Problem to solve: Format the lines below as a Markdown table with the columns Row and Line, numbering each row and omitting any blank lines.

- - - - - - -

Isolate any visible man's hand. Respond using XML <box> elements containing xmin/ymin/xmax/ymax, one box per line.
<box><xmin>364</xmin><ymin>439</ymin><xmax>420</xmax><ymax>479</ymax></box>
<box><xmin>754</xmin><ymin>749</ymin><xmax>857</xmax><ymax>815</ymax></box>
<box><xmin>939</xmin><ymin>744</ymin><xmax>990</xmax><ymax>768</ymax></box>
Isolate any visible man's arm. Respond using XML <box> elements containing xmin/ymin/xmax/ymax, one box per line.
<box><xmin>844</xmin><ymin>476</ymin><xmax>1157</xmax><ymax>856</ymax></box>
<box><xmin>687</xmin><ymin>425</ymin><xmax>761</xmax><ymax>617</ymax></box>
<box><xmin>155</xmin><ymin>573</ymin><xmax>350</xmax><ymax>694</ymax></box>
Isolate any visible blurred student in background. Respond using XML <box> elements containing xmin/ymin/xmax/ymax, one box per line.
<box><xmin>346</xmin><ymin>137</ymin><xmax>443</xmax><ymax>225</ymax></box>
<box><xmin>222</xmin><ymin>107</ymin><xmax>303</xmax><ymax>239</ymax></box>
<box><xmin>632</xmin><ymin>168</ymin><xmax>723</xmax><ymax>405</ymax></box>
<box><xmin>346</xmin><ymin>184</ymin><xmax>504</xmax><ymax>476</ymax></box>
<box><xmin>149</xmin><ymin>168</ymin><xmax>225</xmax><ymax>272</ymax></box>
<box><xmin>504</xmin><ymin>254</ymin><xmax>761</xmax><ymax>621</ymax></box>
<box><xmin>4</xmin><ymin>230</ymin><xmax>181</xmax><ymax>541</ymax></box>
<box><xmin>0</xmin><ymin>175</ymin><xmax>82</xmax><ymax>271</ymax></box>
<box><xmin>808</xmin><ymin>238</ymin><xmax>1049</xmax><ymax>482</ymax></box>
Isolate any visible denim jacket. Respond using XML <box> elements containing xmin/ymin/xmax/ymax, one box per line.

- - - - - - -

Full solution:
| Row | Line |
|---|---|
| 1 | Isolate any visible man's hand. Respond using XML <box> elements containing xmin/ymin/xmax/ymax, one box per line. |
| 2 | <box><xmin>364</xmin><ymin>439</ymin><xmax>420</xmax><ymax>479</ymax></box> |
| 3 | <box><xmin>754</xmin><ymin>749</ymin><xmax>857</xmax><ymax>815</ymax></box> |
| 4 | <box><xmin>939</xmin><ymin>744</ymin><xmax>990</xmax><ymax>768</ymax></box> |
| 5 | Isolate any visible man's arm. Respond using XML <box> elements containing xmin/ymin/xmax/ymax, one box per line. |
| 6 | <box><xmin>844</xmin><ymin>476</ymin><xmax>1157</xmax><ymax>856</ymax></box> |
| 7 | <box><xmin>687</xmin><ymin>425</ymin><xmax>761</xmax><ymax>617</ymax></box> |
| 8 | <box><xmin>155</xmin><ymin>573</ymin><xmax>350</xmax><ymax>694</ymax></box> |
| 9 | Isolate any visible blurred student in background. Respond using XML <box> elements containing xmin/ymin/xmax/ymax, one box per line. |
| 10 | <box><xmin>346</xmin><ymin>137</ymin><xmax>443</xmax><ymax>225</ymax></box> |
| 11 | <box><xmin>222</xmin><ymin>107</ymin><xmax>303</xmax><ymax>239</ymax></box> |
| 12 | <box><xmin>632</xmin><ymin>168</ymin><xmax>723</xmax><ymax>405</ymax></box> |
| 13 | <box><xmin>346</xmin><ymin>184</ymin><xmax>504</xmax><ymax>476</ymax></box> |
| 14 | <box><xmin>149</xmin><ymin>168</ymin><xmax>225</xmax><ymax>272</ymax></box> |
| 15 | <box><xmin>504</xmin><ymin>254</ymin><xmax>761</xmax><ymax>621</ymax></box> |
| 16 | <box><xmin>4</xmin><ymin>230</ymin><xmax>181</xmax><ymax>541</ymax></box> |
| 17 | <box><xmin>0</xmin><ymin>175</ymin><xmax>82</xmax><ymax>271</ymax></box> |
| 18 | <box><xmin>808</xmin><ymin>238</ymin><xmax>1049</xmax><ymax>482</ymax></box> |
| 19 | Isolate any visible denim jacket. Respond using XML <box> elements containing xmin/ymin/xmax/ymax, one box per line. |